Excerpt from a dataset:
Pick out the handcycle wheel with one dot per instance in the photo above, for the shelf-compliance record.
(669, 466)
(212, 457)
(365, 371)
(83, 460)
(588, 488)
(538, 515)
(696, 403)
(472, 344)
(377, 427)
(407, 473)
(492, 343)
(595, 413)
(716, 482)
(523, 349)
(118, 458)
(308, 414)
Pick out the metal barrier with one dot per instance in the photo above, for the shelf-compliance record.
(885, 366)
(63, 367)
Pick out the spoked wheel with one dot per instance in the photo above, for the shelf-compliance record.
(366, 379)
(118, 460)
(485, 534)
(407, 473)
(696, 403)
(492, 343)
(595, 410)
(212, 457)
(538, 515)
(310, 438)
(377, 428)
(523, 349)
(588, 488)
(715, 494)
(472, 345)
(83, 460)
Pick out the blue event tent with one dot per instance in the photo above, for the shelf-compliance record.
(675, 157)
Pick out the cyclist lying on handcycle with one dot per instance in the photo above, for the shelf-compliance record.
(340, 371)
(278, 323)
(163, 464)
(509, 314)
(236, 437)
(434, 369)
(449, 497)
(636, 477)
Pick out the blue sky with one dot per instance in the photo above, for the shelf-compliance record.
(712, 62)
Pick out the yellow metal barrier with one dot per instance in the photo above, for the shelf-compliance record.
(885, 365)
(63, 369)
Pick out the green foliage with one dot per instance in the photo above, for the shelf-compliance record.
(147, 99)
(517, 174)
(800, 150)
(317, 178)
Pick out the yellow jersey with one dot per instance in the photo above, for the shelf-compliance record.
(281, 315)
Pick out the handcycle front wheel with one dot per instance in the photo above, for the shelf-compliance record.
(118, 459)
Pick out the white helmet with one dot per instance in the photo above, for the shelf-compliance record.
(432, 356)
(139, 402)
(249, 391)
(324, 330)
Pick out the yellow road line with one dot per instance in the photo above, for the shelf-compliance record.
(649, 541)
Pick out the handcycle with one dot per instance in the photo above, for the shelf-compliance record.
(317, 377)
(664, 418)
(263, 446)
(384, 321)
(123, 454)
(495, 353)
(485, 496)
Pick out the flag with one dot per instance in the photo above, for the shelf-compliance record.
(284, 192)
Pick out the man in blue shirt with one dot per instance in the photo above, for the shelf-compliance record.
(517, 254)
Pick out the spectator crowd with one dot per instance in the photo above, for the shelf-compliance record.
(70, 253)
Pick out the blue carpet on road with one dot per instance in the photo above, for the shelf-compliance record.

GIVEN REQUEST
Format every one of the records above as a numbered list, leaving out blank lines.

EXPECTED ANSWER
1. Pick out the handcycle wheel with one dot per instance in the photo above, for the shelf-compliance record.
2. (669, 466)
3. (212, 457)
4. (365, 371)
5. (83, 460)
6. (588, 488)
7. (538, 515)
8. (696, 403)
9. (472, 344)
10. (377, 427)
11. (407, 473)
12. (492, 343)
13. (595, 413)
14. (716, 482)
15. (523, 349)
16. (118, 458)
17. (308, 414)
18. Pick out the metal barrier with one dot per instance in the photo above, for the shelf-compliance record.
19. (885, 366)
20. (63, 367)
21. Pick out the spoked wheel with one dot per instance in the photo above, for the shelf-compliance record.
22. (366, 379)
23. (118, 460)
24. (485, 534)
25. (407, 473)
26. (696, 403)
27. (492, 343)
28. (595, 410)
29. (212, 457)
30. (538, 515)
31. (310, 438)
32. (377, 428)
33. (523, 349)
34. (588, 488)
35. (715, 494)
36. (472, 345)
37. (83, 460)
38. Pick out the blue event tent with one dot per instance in the photo above, for the shelf-compliance record.
39. (675, 157)
40. Pick out the cyclist lying on handcycle with one dot per instance in the photo above, for the shelf-compliance record.
41. (340, 371)
42. (278, 323)
43. (163, 464)
44. (509, 314)
45. (236, 437)
46. (434, 369)
47. (449, 497)
48. (636, 477)
49. Pick out the blue sky with one dot per instance in the photo above, for the shelf-compliance record.
50. (712, 62)
51. Pick out the yellow metal barrier with one dot per instance in the photo above, for the shelf-compliance record.
52. (885, 365)
53. (63, 369)
54. Pick out the green foliage with one dot per instance in the photo above, for the shelf-compliance record.
55. (147, 99)
56. (517, 174)
57. (800, 150)
58. (317, 178)
59. Pick out the yellow jersey with one dot per instance in the photo above, for the shelf-compliance record.
60. (281, 315)
61. Pick out the handcycle front wheel with one dot per instance in the photo above, for the shelf-compliance record.
62. (118, 459)
63. Pick out the white helmet with one dot per instance in the photo above, for the shelf-compliance record.
64. (432, 356)
65. (139, 402)
66. (249, 391)
67. (324, 330)
68. Pick out the yellow road line with one dot per instance in the photo above, for the shelf-compliance record.
69. (649, 541)
70. Pick out the handcycle with one dot per instance in the photo above, for the shelf-compliance record.
71. (317, 377)
72. (664, 418)
73. (263, 446)
74. (384, 321)
75. (123, 454)
76. (495, 353)
77. (485, 496)
78. Pick out the flag with one dot per instance in the photo above, for the shelf-compliance record.
79. (284, 192)
80. Pick out the man in blue shirt with one dot per instance in the photo above, for the shelf-compliance record.
81. (517, 254)
82. Pick out the spectator crowd with one dot per instance in the photo above, for the shelf-compliance record.
83. (70, 253)
84. Pick out the blue carpet on road with one dot per instance in the photo above, for the shelf-compliance record.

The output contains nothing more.